Task to carry out »
Rewrite the stretch of the records from the line containing "Get person standing" through the line containing "173 30 273 109", requests included, multiplying every bounding box coordinate in the answers by 1.25 and rounding to whole numbers, with halves rounded up. Leave the numbers in the requests, including their sample coordinates, unchanged.

━━━ Input rows ━━━

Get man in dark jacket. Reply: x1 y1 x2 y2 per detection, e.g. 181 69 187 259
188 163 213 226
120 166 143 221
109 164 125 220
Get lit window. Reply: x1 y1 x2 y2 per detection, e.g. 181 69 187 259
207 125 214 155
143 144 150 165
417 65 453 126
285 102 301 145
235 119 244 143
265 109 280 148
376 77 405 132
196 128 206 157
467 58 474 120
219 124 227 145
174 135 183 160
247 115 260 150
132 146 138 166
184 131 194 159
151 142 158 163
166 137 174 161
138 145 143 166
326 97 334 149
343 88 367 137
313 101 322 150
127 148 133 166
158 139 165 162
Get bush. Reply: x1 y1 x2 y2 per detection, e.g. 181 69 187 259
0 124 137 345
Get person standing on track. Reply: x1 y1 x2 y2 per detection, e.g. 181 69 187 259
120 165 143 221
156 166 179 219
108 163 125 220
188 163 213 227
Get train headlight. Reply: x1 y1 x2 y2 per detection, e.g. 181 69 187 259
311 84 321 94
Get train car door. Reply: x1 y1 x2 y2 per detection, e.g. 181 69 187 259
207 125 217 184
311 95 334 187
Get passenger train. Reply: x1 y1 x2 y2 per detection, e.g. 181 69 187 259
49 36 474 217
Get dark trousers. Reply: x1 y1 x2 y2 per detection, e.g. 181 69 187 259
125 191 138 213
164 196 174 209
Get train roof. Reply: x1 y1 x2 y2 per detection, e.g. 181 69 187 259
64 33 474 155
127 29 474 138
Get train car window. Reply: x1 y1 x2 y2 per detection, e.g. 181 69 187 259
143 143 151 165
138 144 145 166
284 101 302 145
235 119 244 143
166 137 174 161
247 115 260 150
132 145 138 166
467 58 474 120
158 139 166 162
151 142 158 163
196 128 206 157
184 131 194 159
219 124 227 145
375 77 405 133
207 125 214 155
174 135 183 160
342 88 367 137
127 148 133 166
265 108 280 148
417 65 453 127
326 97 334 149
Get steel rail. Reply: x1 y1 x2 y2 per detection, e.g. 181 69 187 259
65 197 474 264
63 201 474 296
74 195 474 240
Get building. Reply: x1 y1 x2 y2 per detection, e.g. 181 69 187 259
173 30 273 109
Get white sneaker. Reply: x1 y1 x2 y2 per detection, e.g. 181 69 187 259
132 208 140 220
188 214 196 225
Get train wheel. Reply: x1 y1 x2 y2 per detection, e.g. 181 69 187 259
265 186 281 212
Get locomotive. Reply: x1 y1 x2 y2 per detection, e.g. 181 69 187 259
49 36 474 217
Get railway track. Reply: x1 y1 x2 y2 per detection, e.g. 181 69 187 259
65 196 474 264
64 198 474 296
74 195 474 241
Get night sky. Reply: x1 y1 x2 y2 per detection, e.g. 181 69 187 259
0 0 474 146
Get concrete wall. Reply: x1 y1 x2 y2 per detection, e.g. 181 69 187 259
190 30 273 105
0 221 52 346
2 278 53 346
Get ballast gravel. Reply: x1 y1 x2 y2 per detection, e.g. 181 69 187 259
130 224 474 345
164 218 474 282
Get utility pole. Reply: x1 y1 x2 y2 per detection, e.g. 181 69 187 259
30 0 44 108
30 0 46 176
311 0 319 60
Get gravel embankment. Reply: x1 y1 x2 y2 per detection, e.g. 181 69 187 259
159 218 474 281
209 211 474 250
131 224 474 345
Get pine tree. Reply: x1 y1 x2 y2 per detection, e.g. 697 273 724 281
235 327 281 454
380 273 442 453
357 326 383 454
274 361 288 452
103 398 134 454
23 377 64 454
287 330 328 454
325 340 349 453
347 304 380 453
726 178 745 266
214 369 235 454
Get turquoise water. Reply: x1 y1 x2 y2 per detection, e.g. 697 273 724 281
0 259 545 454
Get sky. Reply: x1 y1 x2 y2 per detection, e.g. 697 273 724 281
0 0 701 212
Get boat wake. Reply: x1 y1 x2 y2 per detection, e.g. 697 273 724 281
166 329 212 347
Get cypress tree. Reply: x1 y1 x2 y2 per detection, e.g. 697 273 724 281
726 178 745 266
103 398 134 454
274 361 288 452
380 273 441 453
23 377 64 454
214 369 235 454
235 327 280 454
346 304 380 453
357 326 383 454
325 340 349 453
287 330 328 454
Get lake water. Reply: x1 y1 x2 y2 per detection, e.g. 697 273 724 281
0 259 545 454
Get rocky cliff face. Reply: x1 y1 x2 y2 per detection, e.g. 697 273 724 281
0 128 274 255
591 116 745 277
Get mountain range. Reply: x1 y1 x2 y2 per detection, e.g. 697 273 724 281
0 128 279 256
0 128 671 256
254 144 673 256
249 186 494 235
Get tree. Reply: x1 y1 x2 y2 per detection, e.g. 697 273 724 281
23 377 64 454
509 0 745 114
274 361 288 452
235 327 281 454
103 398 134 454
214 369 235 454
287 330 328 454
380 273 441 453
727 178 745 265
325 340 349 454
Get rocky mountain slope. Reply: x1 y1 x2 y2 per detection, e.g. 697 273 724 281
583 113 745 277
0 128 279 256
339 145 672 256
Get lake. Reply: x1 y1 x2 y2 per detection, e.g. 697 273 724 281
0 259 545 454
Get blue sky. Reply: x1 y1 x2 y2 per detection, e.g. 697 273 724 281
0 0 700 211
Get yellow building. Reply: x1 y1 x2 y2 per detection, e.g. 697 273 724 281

━━━

Task output »
Get person standing on track. Reply: x1 y1 x2 y2 per detection, e.g. 181 69 187 259
150 206 179 276
195 208 224 274
135 204 156 275
235 204 266 284
Get train headlight. Reply: x1 y1 x2 y2 per detection, e.g. 181 69 187 259
389 105 401 118
Get train car door. Reply: x1 y1 x2 y2 per detection, e.g. 181 69 187 259
259 156 271 230
389 119 418 234
Get passenger train. Reply: x1 y1 x2 y2 per detection, e.g. 181 69 187 259
61 45 593 271
Get dark trousers. Reply: x1 y1 x2 y2 per detection, e.g. 181 69 187 259
156 239 173 266
205 245 218 261
Get train roof. Reply: x1 y1 x2 y2 per detection, e.g. 181 69 187 259
80 41 593 194
159 36 593 173
Get train car window. Reply: x1 y1 x2 y2 per detection, e.g. 181 69 187 259
179 179 189 206
173 180 181 208
355 126 378 181
294 149 305 179
208 171 218 201
309 144 325 188
165 181 173 208
584 73 593 150
198 174 208 203
189 178 198 204
245 160 258 196
230 164 243 199
274 155 284 181
469 96 506 166
259 156 268 194
218 169 229 200
428 110 459 171
159 185 166 208
331 135 350 185
521 81 566 159
408 121 418 186
Get steel rail. Reply: x1 y1 x2 y2 per detection, e.g. 181 69 187 259
81 246 593 330
79 251 593 370
93 244 593 300
Get building. Reply: x1 y1 x2 y2 per detection, e.g. 181 69 187 259
216 38 341 136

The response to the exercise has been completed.